May 072014 4 Responses

The Lowest Bar for Marital Success

It’s not a high bar. I would hope you have higher expectations for yourself and your marriage. But is a bar. It is a way to see if you are treating your spouse fairly.

Here it is:

Do you treat your spouse with at least the same amount of respect and dignity which you show to others?

That shouldn’t be the bar to which we compare our actions within marriage. The goal should be much higher. Yet it amazes me how often even this low bar isn’t met. (See: How to Stay Married in the Tough Times)

One of the most interesting aspects of the pastorate is how some people act differently around me than they do others. On multiple occasions I have interacted with a wedding coordinator or mother-of-the-bride in very cordial terms only to overhear them speak in very rude terms to someone on staff at the church, especially the custodial staff. They speak to others in a way they would never speak to me.

With me they show respect, kindness, and restraint, but with others they are rude, vile, and demanding. It’s an ugly hypocrisy.

* The exercise
Continue the post on the lowest bar for marital success, picking up right after its last sentence.

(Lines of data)
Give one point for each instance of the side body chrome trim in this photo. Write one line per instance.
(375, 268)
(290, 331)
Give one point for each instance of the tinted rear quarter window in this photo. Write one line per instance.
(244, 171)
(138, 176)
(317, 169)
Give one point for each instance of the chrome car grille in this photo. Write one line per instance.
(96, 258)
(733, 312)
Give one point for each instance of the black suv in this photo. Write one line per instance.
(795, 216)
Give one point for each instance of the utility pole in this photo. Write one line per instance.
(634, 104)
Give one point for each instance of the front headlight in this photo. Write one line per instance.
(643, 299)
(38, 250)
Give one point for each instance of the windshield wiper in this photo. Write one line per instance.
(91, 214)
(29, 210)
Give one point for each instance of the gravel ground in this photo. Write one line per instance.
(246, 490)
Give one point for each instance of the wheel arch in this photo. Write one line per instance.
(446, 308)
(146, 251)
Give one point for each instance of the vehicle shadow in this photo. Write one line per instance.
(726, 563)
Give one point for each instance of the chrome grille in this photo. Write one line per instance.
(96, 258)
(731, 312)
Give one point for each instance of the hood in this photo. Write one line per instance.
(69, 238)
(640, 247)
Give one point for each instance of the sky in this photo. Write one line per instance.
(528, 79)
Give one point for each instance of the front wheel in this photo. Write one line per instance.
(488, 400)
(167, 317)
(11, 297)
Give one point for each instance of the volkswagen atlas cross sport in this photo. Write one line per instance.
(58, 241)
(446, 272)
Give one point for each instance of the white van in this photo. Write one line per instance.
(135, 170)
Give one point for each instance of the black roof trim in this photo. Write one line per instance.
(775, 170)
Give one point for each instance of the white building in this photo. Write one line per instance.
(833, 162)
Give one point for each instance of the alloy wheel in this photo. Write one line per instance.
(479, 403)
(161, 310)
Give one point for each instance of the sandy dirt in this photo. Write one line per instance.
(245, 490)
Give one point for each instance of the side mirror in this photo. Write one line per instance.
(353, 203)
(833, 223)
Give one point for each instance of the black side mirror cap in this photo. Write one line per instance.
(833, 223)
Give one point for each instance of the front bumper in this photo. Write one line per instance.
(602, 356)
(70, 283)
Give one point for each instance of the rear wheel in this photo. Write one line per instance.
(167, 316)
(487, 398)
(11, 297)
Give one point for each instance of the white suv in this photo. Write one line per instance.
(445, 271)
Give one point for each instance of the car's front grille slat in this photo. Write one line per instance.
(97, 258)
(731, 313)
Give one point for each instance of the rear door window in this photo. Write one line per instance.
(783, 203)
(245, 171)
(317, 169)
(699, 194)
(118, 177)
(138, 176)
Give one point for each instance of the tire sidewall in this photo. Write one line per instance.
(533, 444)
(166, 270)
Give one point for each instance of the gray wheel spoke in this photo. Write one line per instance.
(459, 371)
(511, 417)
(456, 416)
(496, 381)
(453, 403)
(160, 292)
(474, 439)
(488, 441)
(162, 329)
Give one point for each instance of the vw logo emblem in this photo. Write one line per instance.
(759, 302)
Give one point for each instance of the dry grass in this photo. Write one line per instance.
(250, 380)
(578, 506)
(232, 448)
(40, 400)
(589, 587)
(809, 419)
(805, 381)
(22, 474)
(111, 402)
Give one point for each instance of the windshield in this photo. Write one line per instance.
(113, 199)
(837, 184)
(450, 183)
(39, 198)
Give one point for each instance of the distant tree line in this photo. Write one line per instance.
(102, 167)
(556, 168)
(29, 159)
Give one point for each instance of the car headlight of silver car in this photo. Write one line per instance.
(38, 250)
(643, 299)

* Response to this exercise
Far too many people are this way. Yet what is shocking is that for many who would never be rude or demanding of a stranger, they have no problem being that way to their spouse. (See: Respect–a Necessary Ingredient for a Successful Marriage)

This is the lowest bar for marital success: never treat your spouse in a way you would not treat a stranger.

Of course, a willingness to be rude to a stranger does not give you an excuse to be rude to your spouse. Rudeness should be avoided with all people, but especially at home.

Yet this basic concept does give us a level of expectation when it comes to how we communicate and live.

If you are kind and courteous to every person you meet, shouldn’t you be that way with your spouse?

If you are overly helpful in every situation in your life, shouldn’t you be that way at home?

If you are deeply thoughtful and compassionate to the pain of others, shouldn’t your husband or wife feel known and cared for?

If you would never raise your voice to a stranger, should you ever raise your voice to your spouse?

Of course we can’t be perfect. Everyone will make mistakes. Marriage should be the ultimate place in which grace and mercy are both received and given. (See: How to Handle Friction in Marriage)

Yet my wife has every right to assume that she will get the best of me. If I care for others, I will care for her more. If I speak kindly to others, I will speak kindly to her. If I would never yell at a co-worker or demean a friend or be rude to a cashier, then I will never yell, demean, or be rude to her. And if I am, I will recognize it, apologize, and change my action.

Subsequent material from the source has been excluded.